_Text_
"Klang/Werk": Museumspädagogische Veranstaltungen im Kunsthaus


In fast 20 Veranstaltungen mit Schulklassen, Kinder- und Erwachsenengruppen, geleitet von einer Museumspädagogin und einem Musiker/einer Musikerin, wurde zwischen November 2004 und Februar 2005 der Verbindung zwischen Klang und bildnerischem Werk nachgegangen.

Die Zusammenarbeit der Leitenden und die Interaktion mit den Teilnehmenden war äusserst belebend und spontan.

Von Seiten der Museumspädagogik waren Franziska Dürr (Projektleitung), Katrin Näf, Ursina Spescha, Vera Fischer, Nicole Schwarz und Regula Benz beteiligt, als MusikerInnen Ruedi Debrunner (Projektleitung), Cristina Amato, Rafael Baier, Reto Anneler, Stefan Keller, Marco Käppeli und Hannes Giger.

Vielen der Veranstaltungen diente folgendes Raster als Grundbaustein:

Aufwärmen, Atelier:   
Bilder, die vergehen, wie die Musik: Kinder zeichnen in die Luft musikalische Motive, die sie hören: Punkte, Linien, Kreise, hinauf, hinab, wirr, geordnet...

Einstieg in der Sammlung:
Hans Richter, Cello 1914
MusikerIn spielt 3 Stücke, die zu diesem Bild einen Bezug haben: welchen?

Rätsel, Raum 3:
MusikerIn schliesst Augen und spielt, Kinder schauen umher: Zu welchem Bild passt die Musik? Weshalb?

Wunschkonzert, Raum 3:
Ein Kind kann ein Bild wünschen, zu dem es Musik hören will.

_Bereitgestelltes Material_
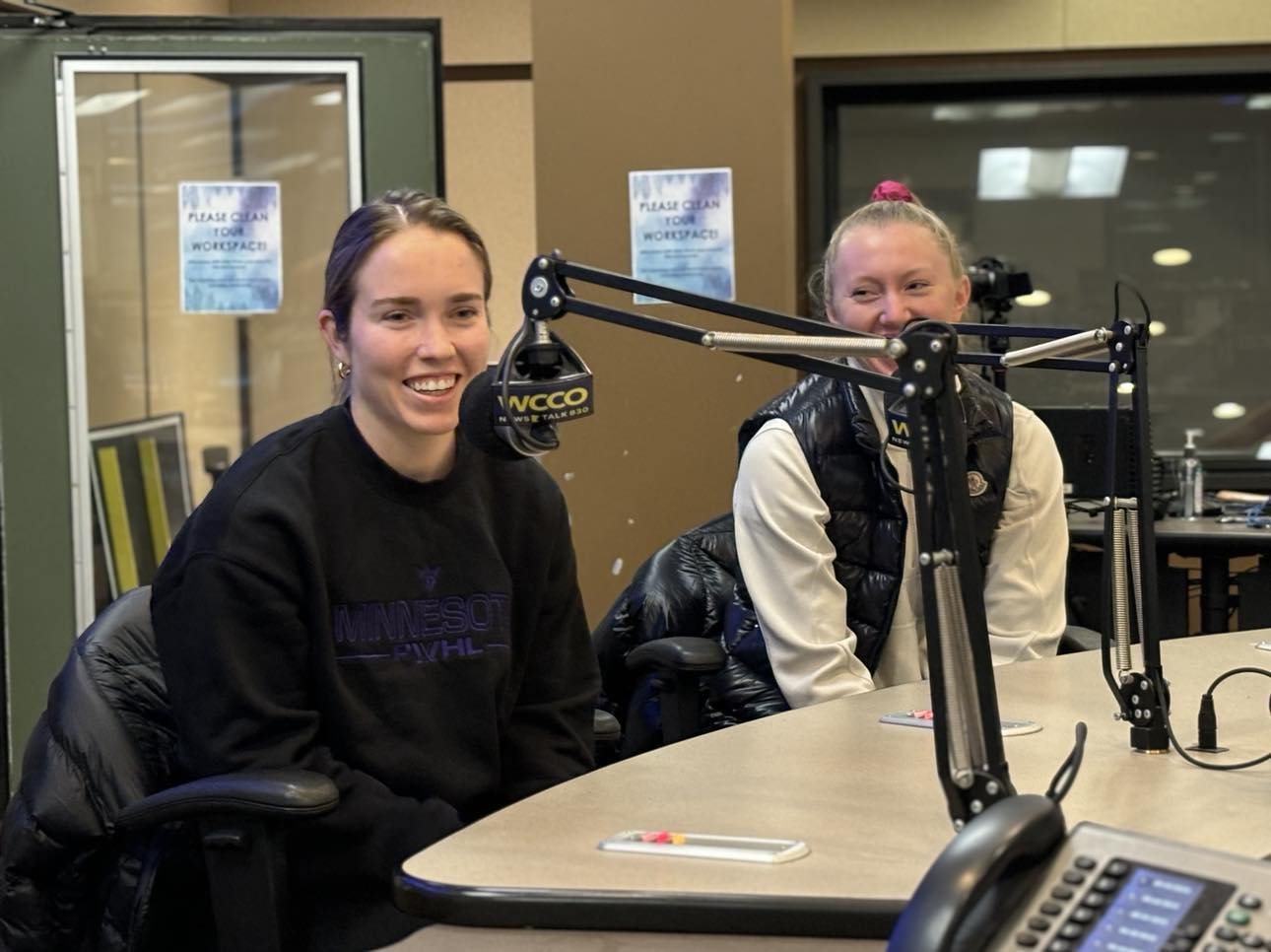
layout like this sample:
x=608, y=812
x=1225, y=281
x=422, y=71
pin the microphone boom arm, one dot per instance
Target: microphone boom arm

_Aufgaben_
1. Gib aus dem Text über die Veranstaltungen „Klang/Werk“ den Abschnitt aus, der mit „Einstieg in der“ beginnt und bis einschließlich „die Musik? Weshalb?“ reicht.
2. Nenne alle Musikerinnen und Musiker, die der Text über die Veranstaltungen „Klang/Werk“ als Beteiligte aufführt.

_Antworten je Aufgabe_
1.
Einstieg in der Sammlung:
Hans Richter, Cello 1914
MusikerIn spielt 3 Stücke, die zu diesem Bild einen Bezug haben: welchen?

Rätsel, Raum 3:
MusikerIn schliesst Augen und spielt, Kinder schauen umher: Zu welchem Bild passt die Musik? Weshalb?

2.
- Ruedi Debrunner (Projektleitung)
- Cristina Amato
- Rafael Baier
- Reto Anneler
- Stefan Keller
- Marco Käppeli
- Hannes Giger